◆ Challenge A: Translate this sentence from the article on credit union hiring below into Spanish: "But for commercial and savings banks, full-time employee growth more often turned negative than it did positive during that same 10-year period."

◆ Excerpted text:
CU Hiring Continues But Related Expenses Remain Flat

Top line: percentage growth of full-time credit union employees from 2006 - 2016. Bottom line: percentage growth of bank employees over the same period.
Top line: percentage growth of full-time credit union employees from 2006 - 2016. Bottom line: percentage growth of bank employees over the same period.

(This story is brought to you in collaboration between S&P Global Market Intelligence and the California and Nevada Credit Union Leagues)

Growing membership has led U.S. credit unions to ramp up hiring, while continued consolidation in the banking space has kept the total number of bank employees in check according to an analysis of recent data.

Other factors—including growing bank fees, along with headlines such as the recent Wells Fargo & Co. sales scandal—will only increase membership at credit unions and the need for more employees, said Lee Weisiger, managing director of human resources consulting firm Gallagher Titan. He also said many credit unions have started embracing mobile technology and social media, which has led to millennials joining. Older customers are less likely to leave their banks while younger people have fewer reservations.

“People who are in their 50s and 60s are not going to change their banks, but people who are just entering the consumer world will," Weisiger said.

In fourth-quarter 2016 there were 267,000 full-time employees at U.S. credit unions, a 31 percent increase since first-quarter 2006 (or 281,000 total employees according to an analysis of call-report data by the California and Nevada Credit Union Leagues—a 37 percent increase). In California total employment rose 22 percent to 28,200 over the same period, but in Nevada it dropped 12 percent to 1,120.

But for commercial and savings banks, full-time employee growth more often turned negative than it did positive during that same 10-year period.

Stacy Stevens, CEO of banking recruitment firm Park Avenue Group, said she’s not surprised by the downward employment trends at banks because so many community institutions are being gobbled up. The big banks have also cut back and combined departments and divisions, such as business banking merging into middle-market commercial lending.

◆ Challenge B: Tally the rows below that contain the string "shirt", and reply with the number alone.

◆ Material for the task:

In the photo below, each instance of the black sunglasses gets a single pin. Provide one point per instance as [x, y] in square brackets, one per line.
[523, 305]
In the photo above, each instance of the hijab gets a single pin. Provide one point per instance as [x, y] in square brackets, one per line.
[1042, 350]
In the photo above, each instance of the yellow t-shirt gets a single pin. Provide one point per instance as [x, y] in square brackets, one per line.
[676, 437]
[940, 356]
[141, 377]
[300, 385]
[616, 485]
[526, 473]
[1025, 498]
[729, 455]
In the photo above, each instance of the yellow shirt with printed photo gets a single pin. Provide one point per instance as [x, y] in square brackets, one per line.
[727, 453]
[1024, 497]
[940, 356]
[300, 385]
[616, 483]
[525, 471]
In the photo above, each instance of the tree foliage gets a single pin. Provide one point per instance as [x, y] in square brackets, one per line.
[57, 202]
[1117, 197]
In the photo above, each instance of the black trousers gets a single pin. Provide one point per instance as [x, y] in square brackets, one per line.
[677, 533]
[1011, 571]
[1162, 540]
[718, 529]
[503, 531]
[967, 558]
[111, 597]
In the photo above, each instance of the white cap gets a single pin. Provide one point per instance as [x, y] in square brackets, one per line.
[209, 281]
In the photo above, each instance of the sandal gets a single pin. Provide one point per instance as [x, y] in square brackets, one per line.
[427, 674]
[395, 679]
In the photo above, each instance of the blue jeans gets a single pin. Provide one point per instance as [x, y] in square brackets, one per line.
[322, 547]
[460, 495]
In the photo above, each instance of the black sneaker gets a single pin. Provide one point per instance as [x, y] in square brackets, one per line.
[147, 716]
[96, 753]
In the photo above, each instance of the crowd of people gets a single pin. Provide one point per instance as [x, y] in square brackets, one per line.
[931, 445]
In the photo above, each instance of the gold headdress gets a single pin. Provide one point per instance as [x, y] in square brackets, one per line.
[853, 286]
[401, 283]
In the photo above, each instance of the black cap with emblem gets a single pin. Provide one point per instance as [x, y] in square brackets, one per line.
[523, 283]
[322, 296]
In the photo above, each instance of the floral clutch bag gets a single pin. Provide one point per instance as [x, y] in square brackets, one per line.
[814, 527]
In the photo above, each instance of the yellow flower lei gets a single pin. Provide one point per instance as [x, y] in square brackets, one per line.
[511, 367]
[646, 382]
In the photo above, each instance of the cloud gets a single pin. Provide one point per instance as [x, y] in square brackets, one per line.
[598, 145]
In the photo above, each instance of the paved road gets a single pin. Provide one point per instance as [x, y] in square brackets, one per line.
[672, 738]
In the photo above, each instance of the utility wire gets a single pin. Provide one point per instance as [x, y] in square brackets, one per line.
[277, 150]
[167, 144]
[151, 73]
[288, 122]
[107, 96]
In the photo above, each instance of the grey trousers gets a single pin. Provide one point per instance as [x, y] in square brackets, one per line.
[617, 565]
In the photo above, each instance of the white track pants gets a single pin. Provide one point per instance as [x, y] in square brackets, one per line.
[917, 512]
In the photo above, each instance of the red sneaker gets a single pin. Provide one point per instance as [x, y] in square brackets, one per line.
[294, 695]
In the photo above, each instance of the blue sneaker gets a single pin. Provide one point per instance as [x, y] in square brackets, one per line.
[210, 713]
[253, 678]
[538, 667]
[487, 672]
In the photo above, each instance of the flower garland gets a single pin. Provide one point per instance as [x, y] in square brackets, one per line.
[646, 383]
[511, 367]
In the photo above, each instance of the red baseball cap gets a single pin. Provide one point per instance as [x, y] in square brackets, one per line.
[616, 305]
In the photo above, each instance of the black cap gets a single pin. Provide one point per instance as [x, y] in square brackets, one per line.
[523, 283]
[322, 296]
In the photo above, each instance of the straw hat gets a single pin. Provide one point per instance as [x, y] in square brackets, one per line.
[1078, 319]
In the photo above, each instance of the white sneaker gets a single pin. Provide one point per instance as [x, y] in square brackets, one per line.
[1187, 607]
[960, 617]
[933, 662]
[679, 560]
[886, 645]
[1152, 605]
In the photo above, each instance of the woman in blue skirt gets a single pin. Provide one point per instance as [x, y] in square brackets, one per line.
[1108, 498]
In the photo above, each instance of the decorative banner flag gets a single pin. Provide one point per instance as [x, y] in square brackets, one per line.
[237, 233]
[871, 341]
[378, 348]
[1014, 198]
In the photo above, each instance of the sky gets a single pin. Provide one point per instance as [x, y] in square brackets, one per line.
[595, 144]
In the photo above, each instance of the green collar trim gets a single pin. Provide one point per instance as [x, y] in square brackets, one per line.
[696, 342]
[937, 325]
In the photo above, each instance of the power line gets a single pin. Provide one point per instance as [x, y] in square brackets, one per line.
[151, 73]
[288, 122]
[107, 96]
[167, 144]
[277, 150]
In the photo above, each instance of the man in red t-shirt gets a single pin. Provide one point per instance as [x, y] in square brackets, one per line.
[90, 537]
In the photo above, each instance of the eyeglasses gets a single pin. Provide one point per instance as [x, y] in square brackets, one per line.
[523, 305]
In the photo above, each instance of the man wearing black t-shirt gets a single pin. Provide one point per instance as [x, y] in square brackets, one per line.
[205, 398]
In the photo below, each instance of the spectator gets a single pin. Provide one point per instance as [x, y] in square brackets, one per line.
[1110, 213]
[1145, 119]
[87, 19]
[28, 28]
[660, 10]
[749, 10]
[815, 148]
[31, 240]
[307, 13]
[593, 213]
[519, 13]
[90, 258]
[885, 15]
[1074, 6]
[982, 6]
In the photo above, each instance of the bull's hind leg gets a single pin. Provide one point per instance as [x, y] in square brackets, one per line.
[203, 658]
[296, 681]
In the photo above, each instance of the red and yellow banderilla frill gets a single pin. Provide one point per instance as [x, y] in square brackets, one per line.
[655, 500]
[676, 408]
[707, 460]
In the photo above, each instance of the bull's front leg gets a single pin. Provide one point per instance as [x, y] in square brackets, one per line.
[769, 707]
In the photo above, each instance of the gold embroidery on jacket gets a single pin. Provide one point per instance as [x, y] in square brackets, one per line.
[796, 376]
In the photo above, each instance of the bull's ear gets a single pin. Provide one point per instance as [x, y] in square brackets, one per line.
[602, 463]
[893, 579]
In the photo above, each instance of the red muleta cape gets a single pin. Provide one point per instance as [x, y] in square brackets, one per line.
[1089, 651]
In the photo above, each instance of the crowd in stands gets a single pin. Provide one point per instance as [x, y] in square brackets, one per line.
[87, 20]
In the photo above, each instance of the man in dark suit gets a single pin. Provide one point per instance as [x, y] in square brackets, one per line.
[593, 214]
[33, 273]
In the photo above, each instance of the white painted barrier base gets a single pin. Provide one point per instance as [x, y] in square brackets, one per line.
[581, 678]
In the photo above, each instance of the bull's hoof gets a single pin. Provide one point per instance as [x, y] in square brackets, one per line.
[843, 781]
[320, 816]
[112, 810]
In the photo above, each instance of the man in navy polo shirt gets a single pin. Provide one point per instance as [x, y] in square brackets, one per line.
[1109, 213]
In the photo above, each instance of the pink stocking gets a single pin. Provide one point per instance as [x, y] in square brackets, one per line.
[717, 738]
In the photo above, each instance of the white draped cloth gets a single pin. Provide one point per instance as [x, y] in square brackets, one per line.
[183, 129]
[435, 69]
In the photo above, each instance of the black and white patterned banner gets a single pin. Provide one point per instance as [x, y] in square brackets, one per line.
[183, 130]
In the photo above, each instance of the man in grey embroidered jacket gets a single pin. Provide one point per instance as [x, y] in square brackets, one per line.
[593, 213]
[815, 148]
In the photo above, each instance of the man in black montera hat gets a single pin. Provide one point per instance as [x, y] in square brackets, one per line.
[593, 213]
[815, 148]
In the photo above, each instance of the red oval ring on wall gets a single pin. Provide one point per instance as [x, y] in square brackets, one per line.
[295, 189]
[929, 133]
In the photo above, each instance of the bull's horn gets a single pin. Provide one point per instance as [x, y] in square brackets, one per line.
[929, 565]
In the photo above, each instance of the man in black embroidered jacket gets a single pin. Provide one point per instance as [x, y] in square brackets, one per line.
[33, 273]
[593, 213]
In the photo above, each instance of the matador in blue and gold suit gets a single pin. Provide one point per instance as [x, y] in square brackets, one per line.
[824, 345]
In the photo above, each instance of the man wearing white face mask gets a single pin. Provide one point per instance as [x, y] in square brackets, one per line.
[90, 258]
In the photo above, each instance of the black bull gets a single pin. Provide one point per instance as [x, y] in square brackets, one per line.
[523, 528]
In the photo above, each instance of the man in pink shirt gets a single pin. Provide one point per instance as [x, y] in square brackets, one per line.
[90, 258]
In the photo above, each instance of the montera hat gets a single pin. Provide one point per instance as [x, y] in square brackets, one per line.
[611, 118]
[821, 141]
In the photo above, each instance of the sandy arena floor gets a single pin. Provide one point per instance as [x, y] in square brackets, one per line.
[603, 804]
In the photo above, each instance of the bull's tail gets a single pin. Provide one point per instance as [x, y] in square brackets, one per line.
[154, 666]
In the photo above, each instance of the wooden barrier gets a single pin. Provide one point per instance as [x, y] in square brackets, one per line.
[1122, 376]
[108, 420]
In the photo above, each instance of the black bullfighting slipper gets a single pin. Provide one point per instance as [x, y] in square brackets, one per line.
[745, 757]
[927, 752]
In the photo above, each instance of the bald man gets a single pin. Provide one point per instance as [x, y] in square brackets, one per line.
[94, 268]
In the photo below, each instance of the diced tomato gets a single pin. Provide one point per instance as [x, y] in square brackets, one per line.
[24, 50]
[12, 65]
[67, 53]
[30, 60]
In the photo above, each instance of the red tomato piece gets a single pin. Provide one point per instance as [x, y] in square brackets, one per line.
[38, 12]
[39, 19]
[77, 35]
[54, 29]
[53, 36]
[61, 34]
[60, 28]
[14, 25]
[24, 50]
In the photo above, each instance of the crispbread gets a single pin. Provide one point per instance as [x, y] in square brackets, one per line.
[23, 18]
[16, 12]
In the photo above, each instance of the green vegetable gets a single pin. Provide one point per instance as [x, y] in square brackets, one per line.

◆ Task result A: Pero en el caso de los bancos comerciales y de ahorro, el crecimiento del empleo a tiempo completo fue negativo con más frecuencia que positivo durante ese mismo período de 10 años.

◆ Task result B: 6